(Task details) Exact copies are required of the lines from the line containing "of the off-road" through the final line of the listing, both included, and of no other lines.
-------- The input --------
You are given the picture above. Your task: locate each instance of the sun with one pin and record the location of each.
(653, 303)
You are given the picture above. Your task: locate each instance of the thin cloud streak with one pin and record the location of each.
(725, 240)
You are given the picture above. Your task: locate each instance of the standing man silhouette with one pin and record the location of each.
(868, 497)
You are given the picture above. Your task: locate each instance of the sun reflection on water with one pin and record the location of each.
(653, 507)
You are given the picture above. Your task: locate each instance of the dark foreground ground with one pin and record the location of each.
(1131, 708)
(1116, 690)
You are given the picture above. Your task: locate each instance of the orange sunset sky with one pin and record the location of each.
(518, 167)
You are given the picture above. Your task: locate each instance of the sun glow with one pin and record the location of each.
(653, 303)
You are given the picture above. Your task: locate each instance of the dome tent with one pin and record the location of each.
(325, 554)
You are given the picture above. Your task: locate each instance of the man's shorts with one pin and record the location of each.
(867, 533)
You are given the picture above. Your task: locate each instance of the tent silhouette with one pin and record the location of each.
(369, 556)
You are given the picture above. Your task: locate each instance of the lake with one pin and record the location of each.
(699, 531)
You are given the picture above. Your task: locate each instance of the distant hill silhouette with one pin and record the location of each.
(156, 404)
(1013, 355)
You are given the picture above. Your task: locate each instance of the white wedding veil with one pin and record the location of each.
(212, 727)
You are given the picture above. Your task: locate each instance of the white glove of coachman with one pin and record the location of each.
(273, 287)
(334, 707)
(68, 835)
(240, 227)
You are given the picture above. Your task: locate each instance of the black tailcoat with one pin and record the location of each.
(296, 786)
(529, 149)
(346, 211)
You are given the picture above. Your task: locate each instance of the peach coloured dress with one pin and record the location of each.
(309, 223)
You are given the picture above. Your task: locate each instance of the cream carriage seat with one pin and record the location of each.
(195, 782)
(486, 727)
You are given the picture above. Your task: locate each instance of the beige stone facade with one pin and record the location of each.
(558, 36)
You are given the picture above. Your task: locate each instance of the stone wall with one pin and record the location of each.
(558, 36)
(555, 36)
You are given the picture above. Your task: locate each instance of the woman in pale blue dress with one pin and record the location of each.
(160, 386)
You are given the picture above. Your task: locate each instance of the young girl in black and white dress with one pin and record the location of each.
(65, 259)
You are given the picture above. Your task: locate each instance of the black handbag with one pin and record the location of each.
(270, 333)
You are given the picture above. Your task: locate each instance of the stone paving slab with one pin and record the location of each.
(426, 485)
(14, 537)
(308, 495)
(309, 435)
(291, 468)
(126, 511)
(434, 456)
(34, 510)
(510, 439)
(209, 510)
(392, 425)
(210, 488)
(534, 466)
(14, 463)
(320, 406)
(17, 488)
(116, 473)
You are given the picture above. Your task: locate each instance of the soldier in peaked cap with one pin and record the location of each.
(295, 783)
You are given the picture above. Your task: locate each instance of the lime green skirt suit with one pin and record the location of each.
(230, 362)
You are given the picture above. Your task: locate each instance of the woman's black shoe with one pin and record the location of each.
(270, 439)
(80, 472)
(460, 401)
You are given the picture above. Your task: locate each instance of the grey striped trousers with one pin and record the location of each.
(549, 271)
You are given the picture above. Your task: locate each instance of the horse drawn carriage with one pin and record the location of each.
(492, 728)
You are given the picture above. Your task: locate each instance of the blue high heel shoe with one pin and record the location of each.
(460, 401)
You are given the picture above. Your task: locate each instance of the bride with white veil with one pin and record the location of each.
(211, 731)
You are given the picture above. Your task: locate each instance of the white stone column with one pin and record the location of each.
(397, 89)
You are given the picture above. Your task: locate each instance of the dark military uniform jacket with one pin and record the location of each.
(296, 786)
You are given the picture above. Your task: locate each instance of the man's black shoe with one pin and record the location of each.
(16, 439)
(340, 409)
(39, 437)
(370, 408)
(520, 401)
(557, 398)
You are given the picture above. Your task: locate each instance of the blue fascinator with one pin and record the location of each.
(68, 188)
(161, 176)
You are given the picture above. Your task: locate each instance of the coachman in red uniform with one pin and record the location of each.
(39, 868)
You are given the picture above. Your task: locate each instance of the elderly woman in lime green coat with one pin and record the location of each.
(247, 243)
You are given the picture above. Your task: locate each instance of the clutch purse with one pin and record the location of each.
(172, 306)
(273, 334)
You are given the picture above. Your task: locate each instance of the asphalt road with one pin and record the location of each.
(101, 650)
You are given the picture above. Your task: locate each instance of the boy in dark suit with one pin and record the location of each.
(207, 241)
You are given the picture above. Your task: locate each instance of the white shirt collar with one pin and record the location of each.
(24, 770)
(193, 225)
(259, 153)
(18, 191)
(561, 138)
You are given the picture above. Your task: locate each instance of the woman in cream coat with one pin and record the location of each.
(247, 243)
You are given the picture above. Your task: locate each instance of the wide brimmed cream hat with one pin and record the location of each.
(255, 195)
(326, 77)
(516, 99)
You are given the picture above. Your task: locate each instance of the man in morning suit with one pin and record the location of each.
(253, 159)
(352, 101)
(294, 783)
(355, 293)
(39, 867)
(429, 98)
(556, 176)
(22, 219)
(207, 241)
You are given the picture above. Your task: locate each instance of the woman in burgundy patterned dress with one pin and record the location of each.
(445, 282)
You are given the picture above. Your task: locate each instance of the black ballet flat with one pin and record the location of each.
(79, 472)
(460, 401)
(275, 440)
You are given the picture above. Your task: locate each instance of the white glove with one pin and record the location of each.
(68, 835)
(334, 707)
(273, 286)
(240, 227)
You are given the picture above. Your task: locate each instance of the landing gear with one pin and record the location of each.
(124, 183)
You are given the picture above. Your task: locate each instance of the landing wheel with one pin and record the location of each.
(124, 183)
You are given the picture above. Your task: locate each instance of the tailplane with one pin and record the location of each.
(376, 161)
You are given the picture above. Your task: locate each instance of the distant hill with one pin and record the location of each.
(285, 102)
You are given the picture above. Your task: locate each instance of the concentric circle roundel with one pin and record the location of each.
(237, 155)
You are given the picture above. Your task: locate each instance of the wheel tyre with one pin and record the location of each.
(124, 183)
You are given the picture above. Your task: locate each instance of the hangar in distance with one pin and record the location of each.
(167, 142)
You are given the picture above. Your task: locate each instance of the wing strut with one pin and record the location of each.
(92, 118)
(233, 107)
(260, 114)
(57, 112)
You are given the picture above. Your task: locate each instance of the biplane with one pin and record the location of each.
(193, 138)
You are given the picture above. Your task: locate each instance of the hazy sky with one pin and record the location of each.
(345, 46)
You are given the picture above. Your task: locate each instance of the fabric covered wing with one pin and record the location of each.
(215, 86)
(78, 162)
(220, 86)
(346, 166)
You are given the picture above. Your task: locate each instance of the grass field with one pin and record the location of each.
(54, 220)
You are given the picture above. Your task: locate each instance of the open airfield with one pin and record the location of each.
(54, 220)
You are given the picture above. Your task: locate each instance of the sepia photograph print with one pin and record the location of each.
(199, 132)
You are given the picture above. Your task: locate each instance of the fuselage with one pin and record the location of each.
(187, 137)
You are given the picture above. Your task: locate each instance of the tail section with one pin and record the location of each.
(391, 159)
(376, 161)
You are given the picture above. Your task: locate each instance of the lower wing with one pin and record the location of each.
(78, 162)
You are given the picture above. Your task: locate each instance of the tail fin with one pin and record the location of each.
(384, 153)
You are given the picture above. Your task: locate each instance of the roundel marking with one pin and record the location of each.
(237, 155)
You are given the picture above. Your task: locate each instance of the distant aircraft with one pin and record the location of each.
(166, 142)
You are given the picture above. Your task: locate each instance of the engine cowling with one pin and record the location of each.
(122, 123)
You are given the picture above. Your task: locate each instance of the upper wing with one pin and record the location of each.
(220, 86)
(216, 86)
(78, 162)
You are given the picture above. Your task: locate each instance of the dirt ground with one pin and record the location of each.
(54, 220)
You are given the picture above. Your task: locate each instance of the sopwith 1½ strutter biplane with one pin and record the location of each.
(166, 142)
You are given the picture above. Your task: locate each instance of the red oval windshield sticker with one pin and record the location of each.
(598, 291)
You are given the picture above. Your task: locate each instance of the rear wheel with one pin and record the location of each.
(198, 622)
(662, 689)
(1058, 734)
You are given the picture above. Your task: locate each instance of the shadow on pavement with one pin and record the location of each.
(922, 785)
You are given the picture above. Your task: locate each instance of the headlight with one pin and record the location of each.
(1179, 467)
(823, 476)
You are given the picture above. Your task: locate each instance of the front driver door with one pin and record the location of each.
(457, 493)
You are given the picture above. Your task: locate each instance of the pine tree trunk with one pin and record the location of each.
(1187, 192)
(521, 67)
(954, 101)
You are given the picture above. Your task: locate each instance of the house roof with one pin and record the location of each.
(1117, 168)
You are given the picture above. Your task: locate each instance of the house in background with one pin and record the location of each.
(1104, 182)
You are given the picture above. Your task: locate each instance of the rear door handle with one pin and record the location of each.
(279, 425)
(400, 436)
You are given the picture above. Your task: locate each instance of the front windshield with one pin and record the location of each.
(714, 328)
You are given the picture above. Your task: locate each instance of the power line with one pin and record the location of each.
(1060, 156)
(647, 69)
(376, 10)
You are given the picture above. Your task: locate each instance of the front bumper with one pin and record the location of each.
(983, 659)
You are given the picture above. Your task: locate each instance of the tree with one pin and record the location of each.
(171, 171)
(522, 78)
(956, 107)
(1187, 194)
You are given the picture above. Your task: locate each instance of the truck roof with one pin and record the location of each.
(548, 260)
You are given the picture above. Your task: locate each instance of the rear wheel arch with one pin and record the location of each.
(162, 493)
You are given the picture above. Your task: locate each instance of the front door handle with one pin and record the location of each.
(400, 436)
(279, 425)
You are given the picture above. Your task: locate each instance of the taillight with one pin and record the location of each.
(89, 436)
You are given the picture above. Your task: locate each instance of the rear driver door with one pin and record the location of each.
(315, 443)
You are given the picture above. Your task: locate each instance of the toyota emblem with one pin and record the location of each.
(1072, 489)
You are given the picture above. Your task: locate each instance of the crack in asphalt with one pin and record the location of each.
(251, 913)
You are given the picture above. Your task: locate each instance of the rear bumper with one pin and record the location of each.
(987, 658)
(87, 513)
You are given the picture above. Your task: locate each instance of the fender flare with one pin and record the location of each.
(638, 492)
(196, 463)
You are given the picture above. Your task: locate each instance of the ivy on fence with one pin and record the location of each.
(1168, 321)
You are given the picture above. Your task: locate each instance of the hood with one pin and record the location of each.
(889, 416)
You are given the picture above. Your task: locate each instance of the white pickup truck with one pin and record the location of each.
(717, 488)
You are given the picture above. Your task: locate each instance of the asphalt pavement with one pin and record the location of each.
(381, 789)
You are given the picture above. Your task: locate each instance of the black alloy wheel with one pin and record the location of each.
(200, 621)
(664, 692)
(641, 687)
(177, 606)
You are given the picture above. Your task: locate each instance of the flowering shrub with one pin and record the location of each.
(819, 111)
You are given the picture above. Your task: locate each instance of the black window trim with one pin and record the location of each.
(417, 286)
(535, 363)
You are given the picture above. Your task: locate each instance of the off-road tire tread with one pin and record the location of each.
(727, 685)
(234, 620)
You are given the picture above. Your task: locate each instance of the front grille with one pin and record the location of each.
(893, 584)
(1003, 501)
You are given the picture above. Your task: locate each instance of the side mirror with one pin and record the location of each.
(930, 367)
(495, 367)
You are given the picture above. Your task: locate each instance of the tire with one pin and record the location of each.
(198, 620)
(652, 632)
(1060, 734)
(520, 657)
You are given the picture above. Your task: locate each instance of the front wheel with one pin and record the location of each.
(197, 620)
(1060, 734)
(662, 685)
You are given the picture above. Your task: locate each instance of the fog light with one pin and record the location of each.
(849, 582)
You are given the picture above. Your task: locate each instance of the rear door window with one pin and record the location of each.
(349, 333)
--------
(Exercise output)
You are given the picture above. Your task: locate each instance of the off-road tire tread with one pin and record the location of each.
(727, 685)
(234, 620)
You are given the picture above. Your task: locate each instance of the front grille with one pin and record the location of each.
(893, 584)
(1003, 501)
You are given the picture above. Your task: locate each instance of the side mirror with one pin and record the location of each.
(930, 367)
(495, 367)
You are given the picture above. Your task: locate each instance of the tire with one pin and record the location of each.
(198, 620)
(652, 632)
(1060, 734)
(520, 657)
You are given the picture above. Your task: locate each instance of the front wheel with one pin and record the location of each.
(197, 620)
(1060, 734)
(662, 685)
You are given the picture above. Your task: locate each instance of the fog light with one pin and record the location of each.
(849, 582)
You are given the picture above. Your task: locate each instance of the rear door window with one pin and record the location of each.
(349, 333)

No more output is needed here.